- **Your assignment**:
After finding the line containing "point: the open" below, please output that line and each following one through the line containing "point: the dark wooden", exactly as written.

- **Exercise input**:
-------------------------
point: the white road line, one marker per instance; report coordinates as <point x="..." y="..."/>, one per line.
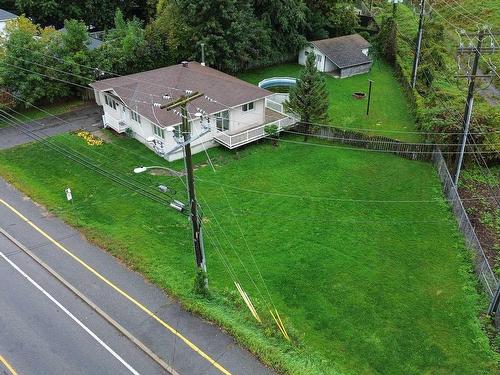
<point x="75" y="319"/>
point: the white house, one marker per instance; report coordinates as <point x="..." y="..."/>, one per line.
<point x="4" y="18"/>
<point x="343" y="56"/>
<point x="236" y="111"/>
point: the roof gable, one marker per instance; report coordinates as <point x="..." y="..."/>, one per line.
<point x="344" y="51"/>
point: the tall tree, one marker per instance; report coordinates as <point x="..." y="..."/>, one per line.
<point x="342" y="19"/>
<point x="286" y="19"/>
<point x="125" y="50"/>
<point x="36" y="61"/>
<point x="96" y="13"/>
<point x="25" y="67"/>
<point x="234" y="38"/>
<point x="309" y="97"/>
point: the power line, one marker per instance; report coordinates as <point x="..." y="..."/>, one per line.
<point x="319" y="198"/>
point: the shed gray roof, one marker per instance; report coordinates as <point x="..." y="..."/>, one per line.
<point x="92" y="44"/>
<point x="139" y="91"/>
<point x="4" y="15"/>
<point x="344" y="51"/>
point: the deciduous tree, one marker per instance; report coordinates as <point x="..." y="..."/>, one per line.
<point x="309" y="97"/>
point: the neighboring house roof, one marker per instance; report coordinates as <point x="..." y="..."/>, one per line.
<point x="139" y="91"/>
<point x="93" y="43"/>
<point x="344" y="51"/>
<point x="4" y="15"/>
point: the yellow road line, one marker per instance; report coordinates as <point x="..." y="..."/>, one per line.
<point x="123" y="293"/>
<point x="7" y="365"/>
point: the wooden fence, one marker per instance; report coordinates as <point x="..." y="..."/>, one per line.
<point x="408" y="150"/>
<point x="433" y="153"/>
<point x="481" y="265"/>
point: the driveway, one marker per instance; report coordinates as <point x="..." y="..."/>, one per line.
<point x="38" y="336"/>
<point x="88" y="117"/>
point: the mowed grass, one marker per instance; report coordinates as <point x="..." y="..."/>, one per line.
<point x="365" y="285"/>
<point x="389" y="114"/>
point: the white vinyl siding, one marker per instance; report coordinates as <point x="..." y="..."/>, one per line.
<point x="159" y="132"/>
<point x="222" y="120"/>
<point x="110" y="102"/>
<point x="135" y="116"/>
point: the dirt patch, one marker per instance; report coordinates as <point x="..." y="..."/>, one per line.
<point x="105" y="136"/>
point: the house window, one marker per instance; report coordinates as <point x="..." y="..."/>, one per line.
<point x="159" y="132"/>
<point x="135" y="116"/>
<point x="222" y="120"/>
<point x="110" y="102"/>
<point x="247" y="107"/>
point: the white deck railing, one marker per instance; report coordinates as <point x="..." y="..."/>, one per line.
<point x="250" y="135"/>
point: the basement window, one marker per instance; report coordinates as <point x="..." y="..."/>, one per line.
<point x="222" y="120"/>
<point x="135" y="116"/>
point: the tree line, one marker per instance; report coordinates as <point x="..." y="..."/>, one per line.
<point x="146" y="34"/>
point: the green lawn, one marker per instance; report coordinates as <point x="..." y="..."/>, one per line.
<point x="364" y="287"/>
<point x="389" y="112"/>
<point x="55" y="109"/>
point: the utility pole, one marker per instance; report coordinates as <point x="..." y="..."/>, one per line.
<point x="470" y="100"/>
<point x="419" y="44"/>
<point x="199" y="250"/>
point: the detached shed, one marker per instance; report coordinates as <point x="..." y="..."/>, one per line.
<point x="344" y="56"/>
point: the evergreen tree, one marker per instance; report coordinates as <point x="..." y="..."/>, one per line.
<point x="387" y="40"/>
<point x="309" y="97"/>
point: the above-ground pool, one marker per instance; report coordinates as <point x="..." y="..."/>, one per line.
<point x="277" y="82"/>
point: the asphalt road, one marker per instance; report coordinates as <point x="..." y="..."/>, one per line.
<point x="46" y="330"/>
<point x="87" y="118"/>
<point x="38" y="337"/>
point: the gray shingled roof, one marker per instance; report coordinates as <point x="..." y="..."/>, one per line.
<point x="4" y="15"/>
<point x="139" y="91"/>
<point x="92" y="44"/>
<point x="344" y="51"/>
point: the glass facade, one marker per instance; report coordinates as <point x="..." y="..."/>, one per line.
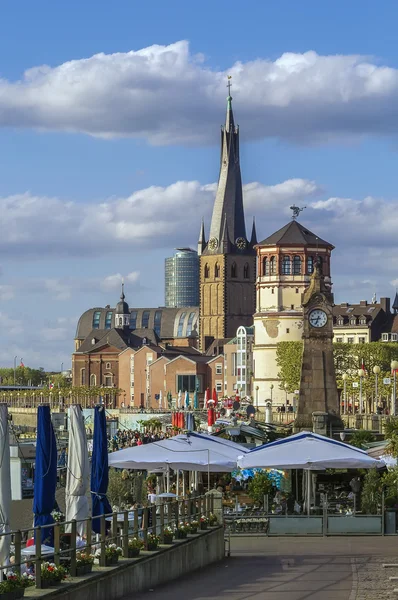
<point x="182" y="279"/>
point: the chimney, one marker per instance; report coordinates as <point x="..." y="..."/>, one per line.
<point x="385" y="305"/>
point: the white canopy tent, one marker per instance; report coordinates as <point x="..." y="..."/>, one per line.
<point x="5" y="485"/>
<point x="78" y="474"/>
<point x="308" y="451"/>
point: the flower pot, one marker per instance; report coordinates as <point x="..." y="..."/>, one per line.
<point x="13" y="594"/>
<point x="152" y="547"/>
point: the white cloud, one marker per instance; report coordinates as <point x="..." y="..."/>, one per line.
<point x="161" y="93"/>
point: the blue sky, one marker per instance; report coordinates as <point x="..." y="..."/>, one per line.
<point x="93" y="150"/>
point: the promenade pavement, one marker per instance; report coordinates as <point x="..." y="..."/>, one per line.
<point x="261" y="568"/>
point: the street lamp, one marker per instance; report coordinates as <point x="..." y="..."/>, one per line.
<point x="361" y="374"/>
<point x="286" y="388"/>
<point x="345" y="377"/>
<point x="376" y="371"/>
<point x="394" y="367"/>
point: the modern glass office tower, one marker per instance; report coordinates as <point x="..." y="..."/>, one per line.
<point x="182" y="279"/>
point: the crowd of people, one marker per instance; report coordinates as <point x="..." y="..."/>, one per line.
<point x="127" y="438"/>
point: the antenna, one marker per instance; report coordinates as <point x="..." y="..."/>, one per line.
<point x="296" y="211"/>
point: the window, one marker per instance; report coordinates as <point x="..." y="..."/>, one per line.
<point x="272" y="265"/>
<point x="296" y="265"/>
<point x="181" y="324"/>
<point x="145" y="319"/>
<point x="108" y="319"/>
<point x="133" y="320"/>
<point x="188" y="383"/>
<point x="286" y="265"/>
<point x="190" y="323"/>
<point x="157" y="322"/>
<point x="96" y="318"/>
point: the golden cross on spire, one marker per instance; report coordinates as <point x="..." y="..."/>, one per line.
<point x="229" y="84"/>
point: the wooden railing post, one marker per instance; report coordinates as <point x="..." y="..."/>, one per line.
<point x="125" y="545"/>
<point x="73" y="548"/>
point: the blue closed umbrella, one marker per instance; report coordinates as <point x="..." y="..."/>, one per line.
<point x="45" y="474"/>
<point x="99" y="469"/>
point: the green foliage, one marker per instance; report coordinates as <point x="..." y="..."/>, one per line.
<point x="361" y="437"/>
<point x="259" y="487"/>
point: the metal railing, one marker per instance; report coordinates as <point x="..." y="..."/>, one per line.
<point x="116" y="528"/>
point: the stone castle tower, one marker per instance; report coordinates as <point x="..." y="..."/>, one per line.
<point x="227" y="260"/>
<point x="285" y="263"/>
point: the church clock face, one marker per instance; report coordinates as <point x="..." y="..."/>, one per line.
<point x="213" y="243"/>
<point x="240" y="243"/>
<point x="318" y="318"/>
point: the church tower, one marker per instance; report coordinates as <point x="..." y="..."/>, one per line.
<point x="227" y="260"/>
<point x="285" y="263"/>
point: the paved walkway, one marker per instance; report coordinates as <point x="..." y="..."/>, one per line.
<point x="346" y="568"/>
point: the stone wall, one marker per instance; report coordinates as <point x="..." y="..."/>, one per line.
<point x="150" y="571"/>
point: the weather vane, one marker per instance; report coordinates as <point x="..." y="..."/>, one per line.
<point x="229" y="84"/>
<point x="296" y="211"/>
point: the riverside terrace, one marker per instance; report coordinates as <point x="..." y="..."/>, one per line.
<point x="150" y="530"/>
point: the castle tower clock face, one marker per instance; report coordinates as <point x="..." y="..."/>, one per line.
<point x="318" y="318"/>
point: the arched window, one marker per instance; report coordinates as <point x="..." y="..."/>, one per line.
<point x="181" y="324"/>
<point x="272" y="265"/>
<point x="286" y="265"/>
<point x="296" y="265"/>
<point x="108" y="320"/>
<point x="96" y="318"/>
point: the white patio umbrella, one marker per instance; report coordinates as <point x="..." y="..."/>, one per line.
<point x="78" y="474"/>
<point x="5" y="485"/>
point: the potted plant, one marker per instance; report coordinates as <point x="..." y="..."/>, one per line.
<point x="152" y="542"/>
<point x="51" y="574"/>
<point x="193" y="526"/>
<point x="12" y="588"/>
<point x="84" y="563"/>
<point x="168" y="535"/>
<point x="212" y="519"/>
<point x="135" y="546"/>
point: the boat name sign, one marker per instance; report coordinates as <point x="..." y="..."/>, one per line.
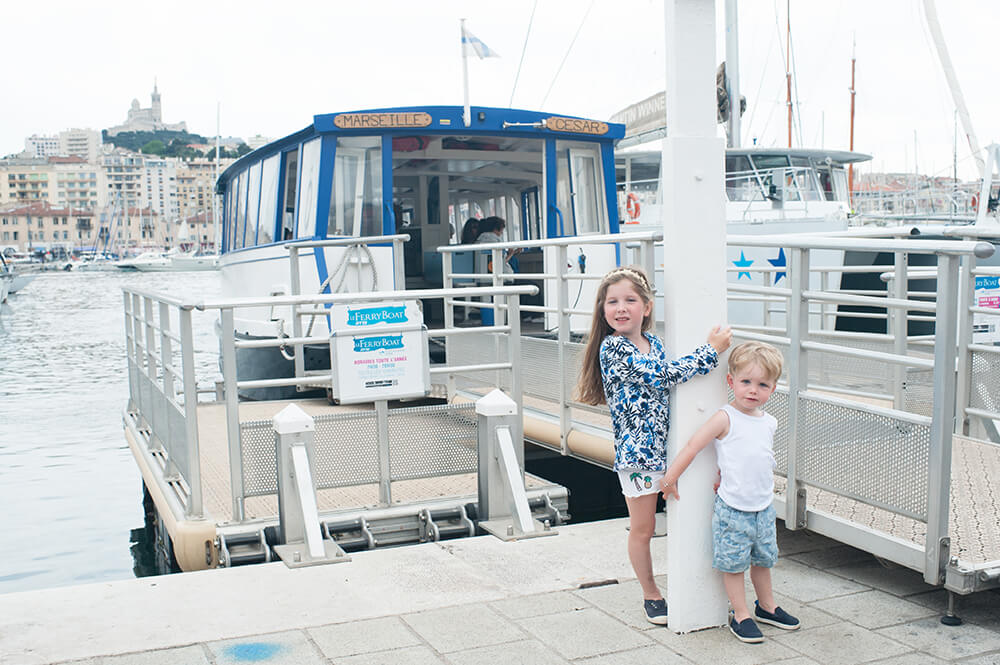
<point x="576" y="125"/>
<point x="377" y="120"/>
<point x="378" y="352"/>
-------------------------
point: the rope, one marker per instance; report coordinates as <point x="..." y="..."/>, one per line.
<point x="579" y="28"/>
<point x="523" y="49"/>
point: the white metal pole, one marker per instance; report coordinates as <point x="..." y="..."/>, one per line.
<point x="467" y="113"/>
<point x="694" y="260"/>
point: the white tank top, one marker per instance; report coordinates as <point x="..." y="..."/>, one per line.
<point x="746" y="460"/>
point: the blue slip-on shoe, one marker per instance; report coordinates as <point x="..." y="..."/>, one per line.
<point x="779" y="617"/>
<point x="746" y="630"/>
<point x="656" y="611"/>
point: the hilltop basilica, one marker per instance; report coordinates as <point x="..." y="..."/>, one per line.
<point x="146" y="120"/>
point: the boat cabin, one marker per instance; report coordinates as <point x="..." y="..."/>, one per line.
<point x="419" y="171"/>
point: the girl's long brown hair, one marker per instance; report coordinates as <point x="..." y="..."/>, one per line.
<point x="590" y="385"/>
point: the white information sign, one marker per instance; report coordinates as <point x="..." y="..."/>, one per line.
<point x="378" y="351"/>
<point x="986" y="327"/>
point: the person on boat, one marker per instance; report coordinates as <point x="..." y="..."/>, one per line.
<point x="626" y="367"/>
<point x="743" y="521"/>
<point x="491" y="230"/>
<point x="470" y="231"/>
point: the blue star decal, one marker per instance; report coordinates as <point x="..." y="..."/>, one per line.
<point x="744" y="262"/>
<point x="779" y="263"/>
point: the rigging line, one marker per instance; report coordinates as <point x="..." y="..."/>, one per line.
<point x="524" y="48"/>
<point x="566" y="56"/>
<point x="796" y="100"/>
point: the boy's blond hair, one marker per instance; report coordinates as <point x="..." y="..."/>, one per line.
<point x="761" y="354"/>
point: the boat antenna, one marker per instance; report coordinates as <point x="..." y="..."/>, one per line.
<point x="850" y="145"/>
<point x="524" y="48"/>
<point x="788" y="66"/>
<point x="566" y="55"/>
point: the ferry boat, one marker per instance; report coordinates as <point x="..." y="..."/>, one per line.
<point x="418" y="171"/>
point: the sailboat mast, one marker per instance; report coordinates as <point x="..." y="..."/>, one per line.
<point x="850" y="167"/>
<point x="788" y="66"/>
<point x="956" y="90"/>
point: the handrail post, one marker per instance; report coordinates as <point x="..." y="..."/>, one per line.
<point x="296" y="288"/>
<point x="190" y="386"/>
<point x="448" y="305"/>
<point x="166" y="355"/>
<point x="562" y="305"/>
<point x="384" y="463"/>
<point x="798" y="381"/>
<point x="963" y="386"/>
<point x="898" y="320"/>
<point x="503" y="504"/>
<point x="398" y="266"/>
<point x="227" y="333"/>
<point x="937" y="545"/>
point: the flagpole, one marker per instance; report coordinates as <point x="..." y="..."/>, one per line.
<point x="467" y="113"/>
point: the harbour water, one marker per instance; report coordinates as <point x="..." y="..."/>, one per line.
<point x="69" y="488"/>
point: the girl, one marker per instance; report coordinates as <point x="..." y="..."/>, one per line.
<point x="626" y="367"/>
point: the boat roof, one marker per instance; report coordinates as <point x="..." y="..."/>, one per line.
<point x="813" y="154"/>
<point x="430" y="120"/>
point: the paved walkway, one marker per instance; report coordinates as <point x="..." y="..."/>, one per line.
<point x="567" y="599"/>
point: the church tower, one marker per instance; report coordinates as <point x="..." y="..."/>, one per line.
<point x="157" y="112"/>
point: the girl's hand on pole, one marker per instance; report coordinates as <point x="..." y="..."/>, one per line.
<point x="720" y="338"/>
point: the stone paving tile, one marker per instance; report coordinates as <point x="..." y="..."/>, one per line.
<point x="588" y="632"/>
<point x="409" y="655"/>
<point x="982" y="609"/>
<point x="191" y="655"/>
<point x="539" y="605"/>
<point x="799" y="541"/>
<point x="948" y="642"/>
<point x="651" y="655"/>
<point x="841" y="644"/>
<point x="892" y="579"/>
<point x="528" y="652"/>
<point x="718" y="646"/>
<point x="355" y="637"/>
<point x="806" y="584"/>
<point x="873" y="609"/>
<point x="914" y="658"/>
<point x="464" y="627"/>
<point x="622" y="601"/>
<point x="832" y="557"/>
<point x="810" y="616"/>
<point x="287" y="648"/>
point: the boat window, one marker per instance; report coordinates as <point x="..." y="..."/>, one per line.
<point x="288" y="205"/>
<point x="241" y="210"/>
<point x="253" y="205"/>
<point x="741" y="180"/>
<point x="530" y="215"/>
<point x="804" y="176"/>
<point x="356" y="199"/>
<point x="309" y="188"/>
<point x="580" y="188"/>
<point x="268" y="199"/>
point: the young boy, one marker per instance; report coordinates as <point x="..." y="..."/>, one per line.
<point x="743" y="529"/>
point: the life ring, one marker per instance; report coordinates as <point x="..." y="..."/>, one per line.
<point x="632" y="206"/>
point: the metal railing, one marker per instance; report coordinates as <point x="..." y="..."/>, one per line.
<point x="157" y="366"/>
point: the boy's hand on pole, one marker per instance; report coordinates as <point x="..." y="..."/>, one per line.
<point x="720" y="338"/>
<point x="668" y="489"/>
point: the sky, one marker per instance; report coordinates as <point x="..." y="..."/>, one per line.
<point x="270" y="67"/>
-------------------------
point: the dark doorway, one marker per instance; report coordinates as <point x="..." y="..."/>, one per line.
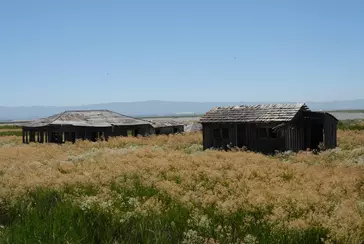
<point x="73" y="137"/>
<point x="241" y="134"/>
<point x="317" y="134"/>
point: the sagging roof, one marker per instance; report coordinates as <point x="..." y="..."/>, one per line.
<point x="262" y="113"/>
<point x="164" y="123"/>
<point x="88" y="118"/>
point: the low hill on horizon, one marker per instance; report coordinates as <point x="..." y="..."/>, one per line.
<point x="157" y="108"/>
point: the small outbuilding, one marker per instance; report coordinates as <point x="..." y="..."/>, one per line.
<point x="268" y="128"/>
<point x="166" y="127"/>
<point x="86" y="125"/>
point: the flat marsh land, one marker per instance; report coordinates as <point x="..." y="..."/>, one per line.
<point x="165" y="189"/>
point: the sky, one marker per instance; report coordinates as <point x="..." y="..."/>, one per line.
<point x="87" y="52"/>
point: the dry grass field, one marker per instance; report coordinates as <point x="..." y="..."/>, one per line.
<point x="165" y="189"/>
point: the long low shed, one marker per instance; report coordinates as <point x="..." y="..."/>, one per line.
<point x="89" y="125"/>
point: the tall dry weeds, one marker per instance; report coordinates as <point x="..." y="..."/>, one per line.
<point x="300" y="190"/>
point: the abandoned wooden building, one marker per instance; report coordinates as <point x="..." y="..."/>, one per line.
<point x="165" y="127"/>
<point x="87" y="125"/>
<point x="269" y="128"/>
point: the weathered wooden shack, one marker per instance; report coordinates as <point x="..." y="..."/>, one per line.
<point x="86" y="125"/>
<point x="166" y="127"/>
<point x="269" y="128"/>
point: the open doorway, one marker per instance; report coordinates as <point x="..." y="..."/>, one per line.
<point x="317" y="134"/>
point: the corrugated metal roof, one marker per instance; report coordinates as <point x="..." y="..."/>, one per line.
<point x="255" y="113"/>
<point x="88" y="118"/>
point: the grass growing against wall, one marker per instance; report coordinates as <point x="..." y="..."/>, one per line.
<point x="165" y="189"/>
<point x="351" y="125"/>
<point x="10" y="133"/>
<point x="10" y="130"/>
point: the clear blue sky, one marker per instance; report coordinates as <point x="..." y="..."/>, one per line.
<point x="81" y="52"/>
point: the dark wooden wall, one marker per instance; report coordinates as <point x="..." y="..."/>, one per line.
-------------------------
- **Solution**:
point: the open doorway, one marker per instance; report coordinates as <point x="..." y="..."/>, one per line.
<point x="317" y="134"/>
point: the corrugated metal roof, one marker per instance; report coordinates as <point x="..." y="..."/>, one per line.
<point x="255" y="113"/>
<point x="88" y="118"/>
point: the grass growing against wall, one marker per instance; report coordinates as <point x="..." y="..."/>, one per line.
<point x="165" y="189"/>
<point x="351" y="125"/>
<point x="10" y="133"/>
<point x="10" y="130"/>
point: the clear blue sky, one marker per instance; report coordinates as <point x="..." y="..."/>, one per line.
<point x="81" y="52"/>
point: the dark wooden wall, one marker per instance; report coordinates as <point x="..." y="..."/>, one per line.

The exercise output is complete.